## PROBLEM STATEMENT
Reproduce every entry below word for word, and leave the pictures out of your answer.

(Annotation data for object locations)
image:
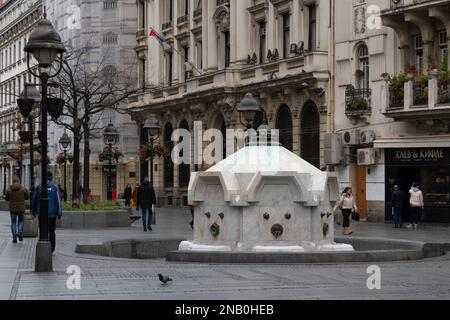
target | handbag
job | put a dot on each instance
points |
(154, 215)
(355, 216)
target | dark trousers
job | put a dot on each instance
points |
(397, 216)
(147, 222)
(16, 224)
(415, 214)
(52, 232)
(346, 213)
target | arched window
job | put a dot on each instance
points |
(184, 172)
(144, 164)
(363, 72)
(168, 163)
(310, 134)
(284, 125)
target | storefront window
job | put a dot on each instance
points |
(435, 186)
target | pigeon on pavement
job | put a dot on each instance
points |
(164, 279)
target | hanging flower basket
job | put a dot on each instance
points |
(61, 159)
(110, 154)
(153, 150)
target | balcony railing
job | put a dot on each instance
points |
(183, 19)
(167, 25)
(221, 2)
(357, 101)
(198, 13)
(396, 97)
(140, 33)
(420, 94)
(444, 94)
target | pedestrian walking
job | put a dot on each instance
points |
(16, 195)
(146, 202)
(417, 205)
(127, 195)
(398, 198)
(54, 208)
(347, 206)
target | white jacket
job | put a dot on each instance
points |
(416, 199)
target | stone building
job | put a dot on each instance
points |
(17, 21)
(275, 49)
(392, 102)
(108, 27)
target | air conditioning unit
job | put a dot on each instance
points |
(367, 157)
(367, 137)
(351, 138)
(333, 152)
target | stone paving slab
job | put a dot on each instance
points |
(105, 278)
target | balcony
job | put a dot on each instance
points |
(417, 100)
(357, 102)
(140, 33)
(167, 25)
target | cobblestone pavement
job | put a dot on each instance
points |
(113, 278)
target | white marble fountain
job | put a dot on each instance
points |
(263, 199)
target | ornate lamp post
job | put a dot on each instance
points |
(45, 45)
(4, 154)
(153, 129)
(65, 143)
(111, 138)
(30, 98)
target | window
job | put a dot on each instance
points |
(418, 52)
(443, 48)
(184, 61)
(110, 38)
(109, 4)
(312, 28)
(227, 49)
(199, 55)
(262, 42)
(169, 66)
(363, 73)
(286, 35)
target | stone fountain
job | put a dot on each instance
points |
(263, 199)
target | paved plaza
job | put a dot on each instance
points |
(114, 278)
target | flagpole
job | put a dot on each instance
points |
(178, 52)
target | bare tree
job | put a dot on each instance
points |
(89, 87)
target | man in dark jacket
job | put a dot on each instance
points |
(146, 200)
(16, 196)
(398, 201)
(54, 207)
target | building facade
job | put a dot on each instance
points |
(278, 50)
(392, 102)
(17, 21)
(108, 28)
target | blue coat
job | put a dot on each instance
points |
(54, 200)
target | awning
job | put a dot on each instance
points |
(442, 141)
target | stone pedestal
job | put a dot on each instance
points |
(44, 262)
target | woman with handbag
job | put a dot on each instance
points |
(347, 206)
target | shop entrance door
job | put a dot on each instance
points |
(361, 201)
(406, 177)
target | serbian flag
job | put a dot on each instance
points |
(161, 40)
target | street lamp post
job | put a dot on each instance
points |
(30, 98)
(153, 129)
(110, 137)
(45, 45)
(65, 143)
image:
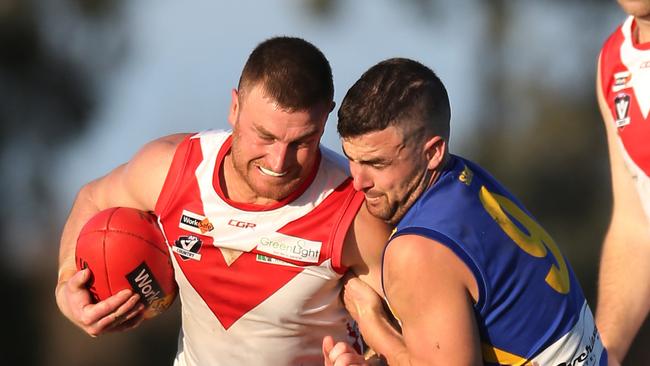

## RESULT
image:
target | handbag
job | put a dot on each instance
points |
(154, 215)
(355, 216)
target | dark trousers
job | put a dot on each instance
points |
(397, 216)
(147, 222)
(16, 224)
(415, 214)
(52, 232)
(346, 213)
target | arched window
job | put a dot on each instance
points |
(184, 172)
(144, 164)
(363, 72)
(168, 163)
(310, 134)
(284, 125)
target | storefront window
job | put a dot on each instance
points |
(435, 186)
target | pigeon on pavement
job | put a dot on each instance
points |
(164, 279)
target | hanging flower basket
job | put a dot on each instance
points |
(61, 159)
(110, 154)
(153, 150)
target | balcony railing
job | put a dot on each instance
points |
(183, 19)
(167, 25)
(221, 2)
(357, 101)
(198, 13)
(396, 97)
(140, 33)
(420, 94)
(444, 94)
target | pedestrian walking
job | put a dot on each instance
points |
(16, 195)
(146, 202)
(417, 205)
(127, 195)
(398, 198)
(54, 208)
(347, 206)
target | white jacket
job | put a dot on each instance
points |
(416, 199)
target | stone building
job | put a dot on each instance
points |
(17, 21)
(275, 49)
(392, 102)
(108, 27)
target | air conditioning unit
job | put a dot on each instance
points |
(367, 157)
(367, 137)
(351, 138)
(333, 152)
target | stone paving slab
job | put a dot on each instance
points |
(105, 278)
target | balcony
job | put a dot on each instance
points |
(417, 100)
(357, 102)
(140, 33)
(167, 25)
target | cobblestone pavement
job | put a dot on each instance
points |
(113, 278)
target | white marble fountain
job | put a dot on each instance
points |
(263, 199)
target | ornate lamp post
job | put a dot on each instance
points |
(45, 45)
(4, 154)
(153, 129)
(65, 143)
(111, 138)
(30, 98)
target | window
job | put a dot on each instance
points |
(418, 52)
(443, 48)
(184, 61)
(110, 38)
(109, 4)
(312, 28)
(227, 49)
(199, 55)
(262, 42)
(169, 66)
(363, 73)
(286, 35)
target | stone fountain
job | put a dot on each instance
points |
(263, 199)
target | paved plaza
job | put a dot on each instance
points |
(114, 278)
target | flagpole
job | put a dot on each instance
points |
(178, 52)
target | bare tree
job | put a dot on each instance
points |
(89, 87)
target | man in dark jacket
job | put a dot on each instance
points |
(146, 200)
(16, 196)
(398, 201)
(54, 207)
target | building facade
job | put a dot on each instance
points |
(278, 50)
(392, 102)
(17, 21)
(108, 28)
target | blue coat
job | put a dot on each instance
points |
(54, 200)
target | awning
job | put a dot on each instance
points |
(442, 141)
target | stone pedestal
job | put a dot on each instance
points |
(44, 262)
target | woman with handbag
job | put a dot on each instance
points |
(347, 206)
target | shop entrance door
job | put a dot on each instance
points |
(361, 201)
(406, 177)
target | serbian flag
job | put a dot on each instance
points |
(161, 40)
target | street lamp post
job | put a dot on each instance
points |
(30, 98)
(153, 129)
(110, 137)
(45, 45)
(65, 143)
image:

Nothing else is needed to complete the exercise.